— Begin —

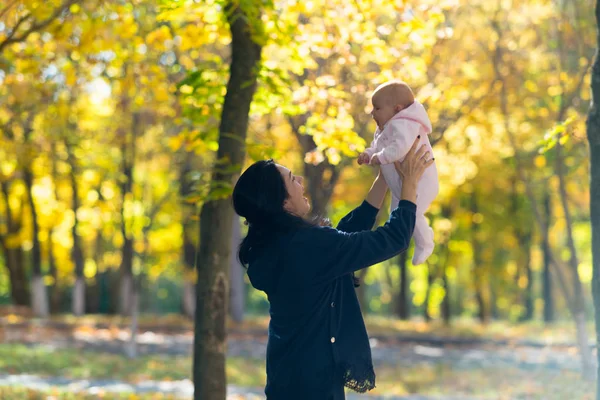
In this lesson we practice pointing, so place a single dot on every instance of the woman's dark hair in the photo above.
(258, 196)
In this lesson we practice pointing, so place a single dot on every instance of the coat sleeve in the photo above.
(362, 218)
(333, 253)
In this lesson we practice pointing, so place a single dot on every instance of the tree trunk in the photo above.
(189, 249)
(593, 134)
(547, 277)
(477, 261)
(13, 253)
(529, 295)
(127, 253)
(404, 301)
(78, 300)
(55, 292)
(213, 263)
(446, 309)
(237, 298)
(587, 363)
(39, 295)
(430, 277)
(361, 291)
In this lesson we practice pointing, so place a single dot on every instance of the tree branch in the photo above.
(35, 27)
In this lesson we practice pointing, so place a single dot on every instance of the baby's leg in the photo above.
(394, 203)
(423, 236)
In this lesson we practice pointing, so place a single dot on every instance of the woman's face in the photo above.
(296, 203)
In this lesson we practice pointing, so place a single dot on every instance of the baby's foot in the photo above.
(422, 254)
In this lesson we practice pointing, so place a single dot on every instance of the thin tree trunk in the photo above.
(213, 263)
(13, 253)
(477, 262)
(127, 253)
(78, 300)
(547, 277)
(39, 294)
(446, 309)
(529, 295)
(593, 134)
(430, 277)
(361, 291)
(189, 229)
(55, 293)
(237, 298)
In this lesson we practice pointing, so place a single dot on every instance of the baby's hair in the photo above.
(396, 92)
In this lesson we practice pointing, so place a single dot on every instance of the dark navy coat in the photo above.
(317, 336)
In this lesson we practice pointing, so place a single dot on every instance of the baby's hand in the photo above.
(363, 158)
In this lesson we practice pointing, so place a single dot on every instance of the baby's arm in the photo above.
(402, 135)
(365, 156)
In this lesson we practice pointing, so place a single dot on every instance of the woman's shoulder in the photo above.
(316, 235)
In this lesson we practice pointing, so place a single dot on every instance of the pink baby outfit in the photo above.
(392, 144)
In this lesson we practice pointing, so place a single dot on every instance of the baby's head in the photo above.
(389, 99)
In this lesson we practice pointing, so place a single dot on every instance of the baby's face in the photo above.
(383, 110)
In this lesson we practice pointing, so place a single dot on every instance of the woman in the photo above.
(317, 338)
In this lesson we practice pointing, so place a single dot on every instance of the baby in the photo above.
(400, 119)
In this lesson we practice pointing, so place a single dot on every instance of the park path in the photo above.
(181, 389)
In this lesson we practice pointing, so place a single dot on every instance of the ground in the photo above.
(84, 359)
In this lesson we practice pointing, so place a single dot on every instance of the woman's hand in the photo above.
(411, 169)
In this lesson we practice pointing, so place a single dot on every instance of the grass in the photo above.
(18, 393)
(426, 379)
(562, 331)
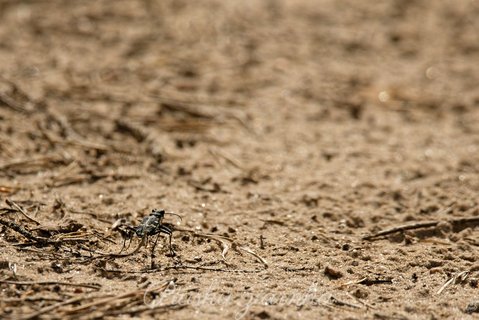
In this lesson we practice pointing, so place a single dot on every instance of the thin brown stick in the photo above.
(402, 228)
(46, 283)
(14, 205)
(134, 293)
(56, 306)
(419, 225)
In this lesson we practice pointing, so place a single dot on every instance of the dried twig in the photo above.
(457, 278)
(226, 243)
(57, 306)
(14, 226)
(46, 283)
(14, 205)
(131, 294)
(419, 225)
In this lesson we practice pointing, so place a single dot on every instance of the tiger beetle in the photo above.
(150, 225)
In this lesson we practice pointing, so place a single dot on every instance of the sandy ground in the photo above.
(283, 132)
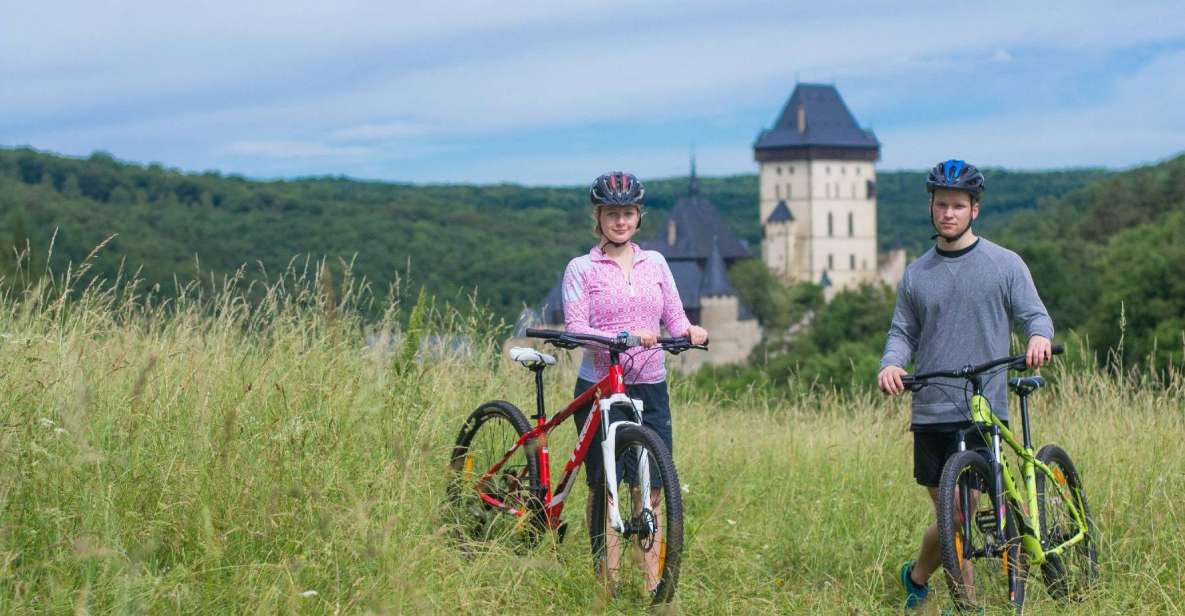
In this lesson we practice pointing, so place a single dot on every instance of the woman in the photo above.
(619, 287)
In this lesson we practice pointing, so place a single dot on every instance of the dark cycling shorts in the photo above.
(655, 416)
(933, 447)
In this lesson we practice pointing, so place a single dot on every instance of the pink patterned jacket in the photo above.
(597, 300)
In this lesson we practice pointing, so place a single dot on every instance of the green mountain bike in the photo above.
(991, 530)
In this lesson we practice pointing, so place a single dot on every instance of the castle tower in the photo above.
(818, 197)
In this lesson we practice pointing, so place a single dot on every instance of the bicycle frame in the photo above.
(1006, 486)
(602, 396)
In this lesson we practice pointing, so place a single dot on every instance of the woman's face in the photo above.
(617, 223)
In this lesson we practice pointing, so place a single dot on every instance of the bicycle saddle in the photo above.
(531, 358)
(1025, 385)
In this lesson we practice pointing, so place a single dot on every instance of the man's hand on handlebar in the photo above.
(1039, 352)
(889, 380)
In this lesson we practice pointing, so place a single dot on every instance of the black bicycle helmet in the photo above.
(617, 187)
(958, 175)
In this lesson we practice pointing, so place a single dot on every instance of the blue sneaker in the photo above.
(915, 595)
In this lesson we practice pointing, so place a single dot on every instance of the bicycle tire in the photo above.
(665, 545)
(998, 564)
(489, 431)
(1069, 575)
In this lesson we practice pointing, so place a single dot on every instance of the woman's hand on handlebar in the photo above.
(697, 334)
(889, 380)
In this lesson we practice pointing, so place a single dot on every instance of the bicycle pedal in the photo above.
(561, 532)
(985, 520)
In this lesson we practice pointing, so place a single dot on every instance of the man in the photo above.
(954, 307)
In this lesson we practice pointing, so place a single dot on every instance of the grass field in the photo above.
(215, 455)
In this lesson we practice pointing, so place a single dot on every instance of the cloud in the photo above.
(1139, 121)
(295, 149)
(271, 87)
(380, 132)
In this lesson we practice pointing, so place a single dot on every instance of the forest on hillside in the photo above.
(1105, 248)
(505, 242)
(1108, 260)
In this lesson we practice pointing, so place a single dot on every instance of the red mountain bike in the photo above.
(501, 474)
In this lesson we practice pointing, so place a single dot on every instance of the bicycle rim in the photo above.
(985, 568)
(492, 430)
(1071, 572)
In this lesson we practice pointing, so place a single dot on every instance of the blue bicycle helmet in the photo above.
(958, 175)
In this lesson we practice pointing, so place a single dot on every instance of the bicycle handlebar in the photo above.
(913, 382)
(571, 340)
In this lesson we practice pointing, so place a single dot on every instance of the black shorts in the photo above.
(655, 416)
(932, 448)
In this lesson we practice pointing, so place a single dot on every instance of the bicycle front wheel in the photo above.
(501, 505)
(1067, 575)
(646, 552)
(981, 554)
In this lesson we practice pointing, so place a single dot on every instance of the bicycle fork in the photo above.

— End —

(WORK TO COMPLETE)
Arrange every line of the listing above as a Markdown table with the columns Row and Line, numbering the rows and skipping blank lines. Leave the pictures out.

(THE REPLY)
| Row | Line |
|---|---|
| 1 | In this lesson we practice pointing, so place a single dot on every instance of the woman's dark hair in the photo above. |
| 2 | (258, 196) |
| 3 | In this lesson we practice pointing, so place a single dot on every instance of the coat sleeve in the photo above. |
| 4 | (362, 218) |
| 5 | (333, 253) |
| 6 | In this lesson we practice pointing, so place a single dot on every instance of the tree trunk in the photo above. |
| 7 | (189, 249) |
| 8 | (593, 134) |
| 9 | (547, 277) |
| 10 | (477, 261) |
| 11 | (13, 253) |
| 12 | (529, 295) |
| 13 | (127, 253) |
| 14 | (404, 301) |
| 15 | (78, 300) |
| 16 | (55, 292) |
| 17 | (213, 263) |
| 18 | (446, 309) |
| 19 | (237, 298) |
| 20 | (587, 363) |
| 21 | (39, 295) |
| 22 | (430, 277) |
| 23 | (361, 291) |
| 24 | In this lesson we practice pointing, so place a single dot on every instance of the tree branch in the photo above. |
| 25 | (35, 27) |
| 26 | In this lesson we practice pointing, so place a single dot on every instance of the baby's leg in the photo above. |
| 27 | (394, 203) |
| 28 | (423, 236) |
| 29 | In this lesson we practice pointing, so place a single dot on every instance of the woman's face in the photo above. |
| 30 | (296, 203) |
| 31 | In this lesson we practice pointing, so place a single dot on every instance of the baby's foot in the photo above. |
| 32 | (422, 254) |
| 33 | In this lesson we practice pointing, so place a single dot on every instance of the thin tree trunk in the photo above. |
| 34 | (213, 263) |
| 35 | (13, 253) |
| 36 | (477, 262) |
| 37 | (127, 253) |
| 38 | (78, 300) |
| 39 | (547, 277) |
| 40 | (39, 294) |
| 41 | (446, 309) |
| 42 | (529, 295) |
| 43 | (593, 134) |
| 44 | (430, 277) |
| 45 | (361, 291) |
| 46 | (189, 229) |
| 47 | (55, 293) |
| 48 | (237, 298) |
| 49 | In this lesson we practice pointing, so place a single dot on every instance of the baby's hair in the photo above. |
| 50 | (396, 92) |
| 51 | In this lesson we practice pointing, so place a single dot on every instance of the dark navy coat in the photo above. |
| 52 | (317, 336) |
| 53 | In this lesson we practice pointing, so place a single dot on every instance of the baby's hand in the photo above. |
| 54 | (363, 158) |
| 55 | In this lesson we practice pointing, so place a single dot on every instance of the baby's arm in the photo above. |
| 56 | (402, 135) |
| 57 | (365, 156) |
| 58 | In this lesson we practice pointing, so place a single dot on every instance of the woman's shoulder in the photo above. |
| 59 | (316, 235) |
| 60 | In this lesson we practice pointing, so place a single dot on every instance of the pink baby outfit in the photo above. |
| 61 | (392, 144) |
| 62 | In this lesson we practice pointing, so place a single dot on every instance of the baby's head in the photo above. |
| 63 | (389, 99) |
| 64 | In this lesson we practice pointing, so place a single dot on every instance of the baby's face in the photo above. |
| 65 | (383, 110) |
| 66 | In this lesson we practice pointing, so place a single dot on every instance of the woman in the photo above. |
| 67 | (317, 338) |
| 68 | In this lesson we practice pointing, so place a single dot on every instance of the baby in the photo above. |
| 69 | (400, 119) |
| 70 | In this lesson we practice pointing, so place a single dot on every instance of the park path in the photo above. |
| 71 | (181, 389) |
| 72 | In this lesson we practice pointing, so place a single dot on every instance of the ground in the photo above. |
| 73 | (84, 359) |
| 74 | In this lesson we practice pointing, so place a single dot on every instance of the woman's hand in the photo above. |
| 75 | (411, 169) |
| 76 | In this lesson we practice pointing, so place a single dot on every instance of the grass in the photo above. |
| 77 | (18, 393) |
| 78 | (426, 379) |
| 79 | (562, 331) |
| 80 | In this lesson we practice pointing, so place a single dot on every instance of the thin brown stick in the photo above. |
| 81 | (402, 228) |
| 82 | (46, 283) |
| 83 | (14, 205) |
| 84 | (134, 293) |
| 85 | (56, 306) |
| 86 | (419, 225) |
| 87 | In this lesson we practice pointing, so place a single dot on every instance of the dried twig in the photo above. |
| 88 | (457, 278) |
| 89 | (226, 243) |
| 90 | (57, 306) |
| 91 | (14, 226) |
| 92 | (46, 283) |
| 93 | (14, 205) |
| 94 | (131, 294) |
| 95 | (419, 225) |
| 96 | In this lesson we practice pointing, so place a single dot on every instance of the tiger beetle in the photo above. |
| 97 | (150, 225) |
| 98 | In this lesson we practice pointing, so place a single dot on every instance of the sandy ground in the photo above. |
| 99 | (283, 132) |
| 100 | In this lesson we practice pointing, so place a single dot on every instance of the woman in the photo above. |
| 101 | (619, 287) |
| 102 | In this lesson we practice pointing, so place a single dot on every instance of the dark cycling shorts in the photo above. |
| 103 | (655, 416) |
| 104 | (933, 447) |
| 105 | In this lesson we practice pointing, so place a single dot on every instance of the pink patterned jacket in the photo above. |
| 106 | (597, 300) |
| 107 | In this lesson we practice pointing, so place a single dot on every instance of the green mountain bike in the photo above. |
| 108 | (991, 530) |
| 109 | In this lesson we practice pointing, so place a single dot on every instance of the castle tower in the photo above. |
| 110 | (818, 197) |
| 111 | In this lesson we practice pointing, so place a single dot on every instance of the bicycle frame in the photo above. |
| 112 | (1006, 486) |
| 113 | (602, 396) |
| 114 | In this lesson we practice pointing, so place a single dot on every instance of the woman's face in the photo above. |
| 115 | (617, 223) |
| 116 | In this lesson we practice pointing, so place a single dot on every instance of the bicycle saddle in the photo above. |
| 117 | (531, 358) |
| 118 | (1025, 385) |
| 119 | In this lesson we practice pointing, so place a single dot on every instance of the man's hand on handlebar in the photo above. |
| 120 | (1039, 352) |
| 121 | (889, 380) |
| 122 | In this lesson we practice pointing, so place a single dot on every instance of the black bicycle helmet in the photo above. |
| 123 | (617, 187) |
| 124 | (958, 175) |
| 125 | In this lesson we practice pointing, so place a single dot on every instance of the blue sneaker in the photo above. |
| 126 | (915, 595) |
| 127 | In this lesson we practice pointing, so place a single dot on every instance of the bicycle tire in the photo above. |
| 128 | (665, 545) |
| 129 | (998, 564) |
| 130 | (489, 431) |
| 131 | (1069, 575) |
| 132 | In this lesson we practice pointing, so place a single dot on every instance of the woman's hand on handlebar in the photo above. |
| 133 | (697, 334) |
| 134 | (889, 380) |
| 135 | In this lesson we practice pointing, so place a single dot on every instance of the bicycle pedal in the photo above. |
| 136 | (561, 532) |
| 137 | (985, 520) |
| 138 | In this lesson we practice pointing, so place a single dot on every instance of the man in the photo above. |
| 139 | (954, 307) |
| 140 | In this lesson we practice pointing, so place a single dot on every instance of the grass field in the photo above. |
| 141 | (215, 455) |
| 142 | In this lesson we practice pointing, so place a single dot on every instance of the cloud in the photo above. |
| 143 | (1139, 121) |
| 144 | (295, 149) |
| 145 | (271, 87) |
| 146 | (380, 132) |
| 147 | In this lesson we practice pointing, so place a single dot on every instance of the forest on hillside in the photo above. |
| 148 | (1105, 248) |
| 149 | (505, 242) |
| 150 | (1108, 260) |
| 151 | In this lesson we practice pointing, so place a single dot on every instance of the red mountain bike in the photo above. |
| 152 | (501, 474) |
| 153 | In this lesson we practice pointing, so place a single dot on every instance of the bicycle rim in the photo above. |
| 154 | (985, 568) |
| 155 | (492, 430) |
| 156 | (1071, 572) |
| 157 | In this lesson we practice pointing, so place a single dot on every instance of the blue bicycle helmet in the photo above. |
| 158 | (958, 175) |
| 159 | In this lesson we practice pointing, so place a single dot on every instance of the bicycle handlebar in the photo above. |
| 160 | (913, 382) |
| 161 | (571, 340) |
| 162 | In this lesson we practice pointing, so place a single dot on every instance of the black shorts in the photo above. |
| 163 | (655, 416) |
| 164 | (932, 448) |
| 165 | In this lesson we practice pointing, so place a single dot on every instance of the bicycle front wheel in the photo above. |
| 166 | (501, 505) |
| 167 | (1067, 575) |
| 168 | (646, 552) |
| 169 | (981, 554) |
| 170 | In this lesson we practice pointing, so place a single dot on every instance of the bicycle fork in the photo above. |